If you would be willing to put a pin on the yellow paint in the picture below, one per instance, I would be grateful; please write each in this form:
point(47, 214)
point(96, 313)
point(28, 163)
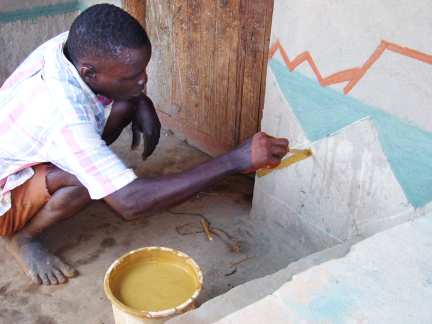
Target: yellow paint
point(155, 286)
point(296, 156)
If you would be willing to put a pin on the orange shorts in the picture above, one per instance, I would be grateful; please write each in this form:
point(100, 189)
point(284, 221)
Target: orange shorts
point(27, 200)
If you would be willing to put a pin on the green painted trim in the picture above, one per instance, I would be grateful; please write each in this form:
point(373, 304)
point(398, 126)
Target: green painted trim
point(40, 11)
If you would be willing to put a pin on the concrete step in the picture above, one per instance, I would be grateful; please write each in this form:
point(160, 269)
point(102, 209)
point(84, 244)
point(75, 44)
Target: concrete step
point(386, 278)
point(252, 291)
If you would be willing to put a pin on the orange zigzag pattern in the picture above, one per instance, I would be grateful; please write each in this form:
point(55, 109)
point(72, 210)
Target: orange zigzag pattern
point(352, 76)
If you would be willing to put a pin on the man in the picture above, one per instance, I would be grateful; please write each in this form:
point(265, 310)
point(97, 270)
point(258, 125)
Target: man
point(54, 158)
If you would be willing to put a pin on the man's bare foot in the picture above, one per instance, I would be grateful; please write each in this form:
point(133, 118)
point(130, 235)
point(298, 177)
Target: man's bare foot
point(40, 265)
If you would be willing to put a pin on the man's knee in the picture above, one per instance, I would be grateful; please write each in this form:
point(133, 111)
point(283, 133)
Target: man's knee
point(57, 178)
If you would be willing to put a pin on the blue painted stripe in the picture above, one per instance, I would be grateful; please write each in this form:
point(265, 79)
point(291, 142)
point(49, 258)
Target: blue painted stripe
point(40, 11)
point(323, 111)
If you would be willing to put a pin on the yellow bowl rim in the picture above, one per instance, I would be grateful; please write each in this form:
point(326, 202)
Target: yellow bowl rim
point(157, 314)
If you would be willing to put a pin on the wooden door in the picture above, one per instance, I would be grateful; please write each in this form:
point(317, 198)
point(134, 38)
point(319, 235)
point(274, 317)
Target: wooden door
point(208, 67)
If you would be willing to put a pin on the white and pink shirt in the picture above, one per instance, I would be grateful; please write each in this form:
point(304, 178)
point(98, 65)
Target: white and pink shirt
point(48, 114)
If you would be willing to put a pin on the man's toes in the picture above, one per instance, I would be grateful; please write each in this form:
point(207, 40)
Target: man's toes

== What you should do ==
In the listing above, substitute "thankful" for every occurrence of "grateful" and give it again with nothing else changed. Leave the pictures out of your answer.

== Solution to the problem ==
If you would be willing to put a pin on the yellow paint in the picture below, one per instance, I would be thankful; please write each in this form:
point(47, 214)
point(96, 313)
point(28, 163)
Target: yellow paint
point(155, 286)
point(296, 156)
If you would be willing to put a pin on the orange shorts in the picture above, one per instance, I would be thankful; please write each in this form:
point(100, 189)
point(284, 221)
Target: orange shorts
point(27, 200)
If you would be willing to put a pin on the green painted trim in the picture above, one per instance, I would be thankful; please write each in this form:
point(373, 304)
point(398, 126)
Target: green painted trim
point(40, 11)
If you would be willing to put a pin on the concrete step in the picture above, one per instance, I would be thankful; please write each in this form:
point(160, 269)
point(102, 209)
point(84, 244)
point(75, 44)
Target: concrete step
point(386, 278)
point(252, 291)
If you would be willing to put a pin on the orange zigzag pattern in the picture above, one per instance, I would be thankful; please write each in this form:
point(55, 109)
point(72, 210)
Target: orange zigzag pattern
point(352, 76)
If you would be willing to put a pin on the man in the picture above, one per instance, I would be thankful; please write each in this form:
point(265, 310)
point(97, 270)
point(258, 125)
Target: man
point(54, 158)
If you would be willing to put a pin on the man's bare foot in the picture above, one per instance, I would be thankful; please write each in this form:
point(133, 118)
point(130, 235)
point(298, 177)
Target: man's bare foot
point(40, 265)
If you would be willing to put a pin on the man's knee in the picture above, one per instance, I would be thankful; please write each in this form:
point(133, 111)
point(283, 133)
Target: man's knee
point(57, 178)
If you would be willing to put a pin on the blue painted stripe in the picture above, one per instance, I would be thankful; please write each in this form:
point(265, 79)
point(291, 142)
point(49, 258)
Target: blue painted stripe
point(40, 11)
point(323, 111)
If you would be willing to put a pin on the yellow bowl rim in the picture above, one per instance, I would be thankful; please write each in this form:
point(326, 202)
Target: yellow bowl rim
point(157, 314)
If you would be willing to put a pin on the wooden door in the picture above, one per instance, I would be thankful; please write each in this form:
point(317, 198)
point(134, 38)
point(319, 235)
point(274, 317)
Target: wooden door
point(208, 67)
If you would be willing to put a pin on the white and pink shirt in the picture above, one per instance, I would be thankful; please write each in this form:
point(304, 178)
point(98, 65)
Target: white and pink shirt
point(48, 114)
If you would be willing to put a pin on the man's toes in the picture above, one per instance, I would be thankful; please write each in this form:
point(207, 40)
Target: man's toes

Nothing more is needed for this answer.